WORK TO BE COMPLETED -
Find the line containing "the girl's hair". Retype it and every line after it through the end of the entries, exactly as written, with nothing added.

DATA -
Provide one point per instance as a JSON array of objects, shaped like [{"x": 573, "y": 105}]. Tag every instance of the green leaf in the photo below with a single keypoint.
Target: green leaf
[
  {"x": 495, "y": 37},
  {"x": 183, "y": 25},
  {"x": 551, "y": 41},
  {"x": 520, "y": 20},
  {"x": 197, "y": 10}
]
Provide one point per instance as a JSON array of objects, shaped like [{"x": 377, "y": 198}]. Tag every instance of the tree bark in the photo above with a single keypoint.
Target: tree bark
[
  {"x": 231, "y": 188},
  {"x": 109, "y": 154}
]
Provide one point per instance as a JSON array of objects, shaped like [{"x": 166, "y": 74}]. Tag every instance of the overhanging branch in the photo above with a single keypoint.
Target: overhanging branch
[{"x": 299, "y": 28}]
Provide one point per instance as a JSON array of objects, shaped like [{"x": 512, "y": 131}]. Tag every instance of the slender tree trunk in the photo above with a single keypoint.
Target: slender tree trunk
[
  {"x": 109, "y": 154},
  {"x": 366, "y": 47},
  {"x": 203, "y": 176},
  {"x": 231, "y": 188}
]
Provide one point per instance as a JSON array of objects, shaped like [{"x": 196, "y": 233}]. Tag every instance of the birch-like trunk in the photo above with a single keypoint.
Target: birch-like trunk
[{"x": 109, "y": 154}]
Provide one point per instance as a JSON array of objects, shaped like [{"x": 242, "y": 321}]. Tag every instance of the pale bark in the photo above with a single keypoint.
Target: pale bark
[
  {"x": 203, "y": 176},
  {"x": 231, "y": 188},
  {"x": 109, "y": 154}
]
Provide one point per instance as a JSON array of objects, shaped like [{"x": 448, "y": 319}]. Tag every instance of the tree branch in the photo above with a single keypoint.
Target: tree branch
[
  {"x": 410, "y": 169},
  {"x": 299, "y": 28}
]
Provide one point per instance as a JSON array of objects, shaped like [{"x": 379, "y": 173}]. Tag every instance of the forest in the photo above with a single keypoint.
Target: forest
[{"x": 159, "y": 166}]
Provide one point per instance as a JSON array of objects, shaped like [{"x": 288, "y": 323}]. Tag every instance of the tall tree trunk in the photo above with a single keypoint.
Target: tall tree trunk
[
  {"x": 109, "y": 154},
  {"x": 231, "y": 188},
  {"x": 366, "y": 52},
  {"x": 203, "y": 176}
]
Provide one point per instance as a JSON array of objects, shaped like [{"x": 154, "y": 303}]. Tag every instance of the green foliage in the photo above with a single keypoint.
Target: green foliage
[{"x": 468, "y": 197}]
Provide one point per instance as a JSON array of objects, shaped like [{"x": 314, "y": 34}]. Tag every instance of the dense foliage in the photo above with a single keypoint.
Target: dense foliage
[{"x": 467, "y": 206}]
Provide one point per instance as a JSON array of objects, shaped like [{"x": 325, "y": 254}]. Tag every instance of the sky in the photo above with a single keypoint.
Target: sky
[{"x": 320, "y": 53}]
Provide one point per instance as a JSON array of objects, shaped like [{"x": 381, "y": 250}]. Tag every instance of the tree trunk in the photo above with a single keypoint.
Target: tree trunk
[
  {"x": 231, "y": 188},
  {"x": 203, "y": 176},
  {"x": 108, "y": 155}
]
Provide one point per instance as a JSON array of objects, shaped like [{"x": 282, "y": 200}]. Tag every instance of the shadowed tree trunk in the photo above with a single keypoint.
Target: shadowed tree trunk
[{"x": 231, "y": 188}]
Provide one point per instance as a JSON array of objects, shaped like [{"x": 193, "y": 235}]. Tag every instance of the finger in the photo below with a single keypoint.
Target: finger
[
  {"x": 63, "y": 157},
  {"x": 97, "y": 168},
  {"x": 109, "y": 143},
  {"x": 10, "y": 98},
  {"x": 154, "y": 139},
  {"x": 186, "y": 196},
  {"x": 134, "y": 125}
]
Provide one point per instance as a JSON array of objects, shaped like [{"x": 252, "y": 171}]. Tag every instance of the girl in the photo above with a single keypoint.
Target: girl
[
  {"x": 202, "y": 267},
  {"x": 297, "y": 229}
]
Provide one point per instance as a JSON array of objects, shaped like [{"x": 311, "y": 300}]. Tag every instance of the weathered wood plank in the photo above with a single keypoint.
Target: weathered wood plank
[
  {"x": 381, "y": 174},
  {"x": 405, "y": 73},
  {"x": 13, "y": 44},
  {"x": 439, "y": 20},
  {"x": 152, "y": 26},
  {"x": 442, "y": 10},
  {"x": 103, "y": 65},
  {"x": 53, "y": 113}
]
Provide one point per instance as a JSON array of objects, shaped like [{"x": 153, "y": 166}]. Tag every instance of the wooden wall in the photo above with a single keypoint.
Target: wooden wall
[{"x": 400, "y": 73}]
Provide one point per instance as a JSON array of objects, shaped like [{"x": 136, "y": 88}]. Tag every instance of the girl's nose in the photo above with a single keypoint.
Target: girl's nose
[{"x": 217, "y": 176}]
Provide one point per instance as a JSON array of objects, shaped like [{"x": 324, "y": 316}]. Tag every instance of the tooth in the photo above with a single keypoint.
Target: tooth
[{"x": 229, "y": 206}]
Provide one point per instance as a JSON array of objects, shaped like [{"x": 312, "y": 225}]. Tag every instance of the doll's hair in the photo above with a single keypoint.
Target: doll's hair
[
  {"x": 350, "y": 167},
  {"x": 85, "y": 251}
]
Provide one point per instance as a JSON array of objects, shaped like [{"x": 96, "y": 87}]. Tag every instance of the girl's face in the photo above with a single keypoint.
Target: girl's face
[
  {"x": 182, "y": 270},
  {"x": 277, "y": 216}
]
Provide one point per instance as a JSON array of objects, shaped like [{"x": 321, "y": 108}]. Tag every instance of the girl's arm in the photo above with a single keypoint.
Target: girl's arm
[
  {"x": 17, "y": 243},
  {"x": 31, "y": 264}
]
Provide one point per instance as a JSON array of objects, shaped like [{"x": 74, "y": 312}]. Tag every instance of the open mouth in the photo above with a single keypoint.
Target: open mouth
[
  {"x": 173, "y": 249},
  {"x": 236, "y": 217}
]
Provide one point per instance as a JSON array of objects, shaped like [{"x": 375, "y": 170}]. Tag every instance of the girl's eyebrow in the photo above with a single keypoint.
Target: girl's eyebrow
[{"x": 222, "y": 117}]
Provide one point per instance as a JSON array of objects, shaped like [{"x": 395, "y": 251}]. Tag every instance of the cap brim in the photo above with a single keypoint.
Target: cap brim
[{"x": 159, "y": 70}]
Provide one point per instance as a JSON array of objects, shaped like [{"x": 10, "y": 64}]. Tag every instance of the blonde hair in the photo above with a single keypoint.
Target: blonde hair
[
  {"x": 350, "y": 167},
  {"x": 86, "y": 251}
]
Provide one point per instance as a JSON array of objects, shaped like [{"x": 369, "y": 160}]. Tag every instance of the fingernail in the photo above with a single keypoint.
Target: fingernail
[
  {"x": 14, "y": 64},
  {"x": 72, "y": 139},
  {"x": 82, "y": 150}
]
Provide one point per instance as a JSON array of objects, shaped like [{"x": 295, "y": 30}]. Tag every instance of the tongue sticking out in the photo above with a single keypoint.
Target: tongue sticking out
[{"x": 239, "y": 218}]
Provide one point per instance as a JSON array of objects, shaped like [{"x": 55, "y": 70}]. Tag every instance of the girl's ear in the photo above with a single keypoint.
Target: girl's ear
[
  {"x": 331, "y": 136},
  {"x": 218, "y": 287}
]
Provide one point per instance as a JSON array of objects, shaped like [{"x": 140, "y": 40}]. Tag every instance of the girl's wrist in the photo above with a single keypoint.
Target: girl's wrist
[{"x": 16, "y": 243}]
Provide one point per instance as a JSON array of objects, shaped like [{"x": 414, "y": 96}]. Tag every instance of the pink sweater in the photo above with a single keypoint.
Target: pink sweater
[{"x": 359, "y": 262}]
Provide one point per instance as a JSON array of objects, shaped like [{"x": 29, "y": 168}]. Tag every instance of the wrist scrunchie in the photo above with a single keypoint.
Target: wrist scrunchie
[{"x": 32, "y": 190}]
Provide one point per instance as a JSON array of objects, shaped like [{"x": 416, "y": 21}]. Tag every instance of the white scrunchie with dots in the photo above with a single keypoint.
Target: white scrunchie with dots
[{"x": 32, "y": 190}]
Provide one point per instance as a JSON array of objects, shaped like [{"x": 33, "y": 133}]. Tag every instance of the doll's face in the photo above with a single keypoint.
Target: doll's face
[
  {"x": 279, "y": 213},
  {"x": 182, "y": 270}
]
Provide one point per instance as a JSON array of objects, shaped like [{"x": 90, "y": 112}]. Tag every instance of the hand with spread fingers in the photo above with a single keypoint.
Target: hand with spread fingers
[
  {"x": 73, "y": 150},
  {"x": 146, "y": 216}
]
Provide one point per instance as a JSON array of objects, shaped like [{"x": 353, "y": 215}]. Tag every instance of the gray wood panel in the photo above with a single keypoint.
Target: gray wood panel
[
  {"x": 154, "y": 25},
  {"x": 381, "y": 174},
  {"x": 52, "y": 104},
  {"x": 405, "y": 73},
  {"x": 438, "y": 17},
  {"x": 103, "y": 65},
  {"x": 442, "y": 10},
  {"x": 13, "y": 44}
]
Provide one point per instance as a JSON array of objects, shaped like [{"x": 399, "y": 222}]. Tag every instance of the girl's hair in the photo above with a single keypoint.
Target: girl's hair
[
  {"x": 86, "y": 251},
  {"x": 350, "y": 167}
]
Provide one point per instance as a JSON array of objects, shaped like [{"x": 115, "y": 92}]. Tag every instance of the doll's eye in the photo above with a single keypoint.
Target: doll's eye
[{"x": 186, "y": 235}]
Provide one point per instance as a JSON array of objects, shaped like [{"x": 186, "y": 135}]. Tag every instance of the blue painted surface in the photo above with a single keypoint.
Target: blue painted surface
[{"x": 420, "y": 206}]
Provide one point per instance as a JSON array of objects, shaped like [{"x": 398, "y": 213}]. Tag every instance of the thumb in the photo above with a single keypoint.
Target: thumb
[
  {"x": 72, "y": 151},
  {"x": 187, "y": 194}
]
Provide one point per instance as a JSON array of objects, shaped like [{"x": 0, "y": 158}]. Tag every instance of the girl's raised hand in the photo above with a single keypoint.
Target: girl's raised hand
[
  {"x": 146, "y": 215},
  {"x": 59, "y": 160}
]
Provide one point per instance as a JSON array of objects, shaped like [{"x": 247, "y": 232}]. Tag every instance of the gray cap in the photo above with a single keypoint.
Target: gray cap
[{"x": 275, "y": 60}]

RESULT OF THIS EXERCISE -
Provide one point per instance as a JSON array of objects, shaped like [{"x": 399, "y": 222}]. Tag every instance of the girl's hair in the photo above with a single keypoint.
Target: girl's hair
[
  {"x": 86, "y": 251},
  {"x": 350, "y": 167}
]
Provide one point per instance as a JSON array of objects, shaped like [{"x": 115, "y": 92}]. Tag every instance of the doll's eye in the photo above with a single keypoint.
Target: doll's eye
[{"x": 186, "y": 235}]
Provide one point per instance as a JSON array of objects, shaped like [{"x": 186, "y": 135}]. Tag every instance of the blue painted surface in the photo above with a single keypoint.
Target: blue painted surface
[{"x": 420, "y": 206}]
Provide one point per instance as a JSON array of objects, shaped like [{"x": 398, "y": 213}]. Tag every instance of the thumb in the photo above with a single keypoint.
Target: thumb
[
  {"x": 72, "y": 151},
  {"x": 187, "y": 194}
]
Provide one point per instance as a JSON array of objects, shaped like [{"x": 0, "y": 158}]. Tag every instance of the girl's raised hand in the photo above with a single keypoint.
Target: girl's raised hand
[
  {"x": 146, "y": 215},
  {"x": 59, "y": 160}
]
Provide one point per instance as a JSON array of objects, shaped like [{"x": 247, "y": 232}]. Tag every instance of the gray cap in the photo above with a single keypoint.
Target: gray cap
[{"x": 275, "y": 60}]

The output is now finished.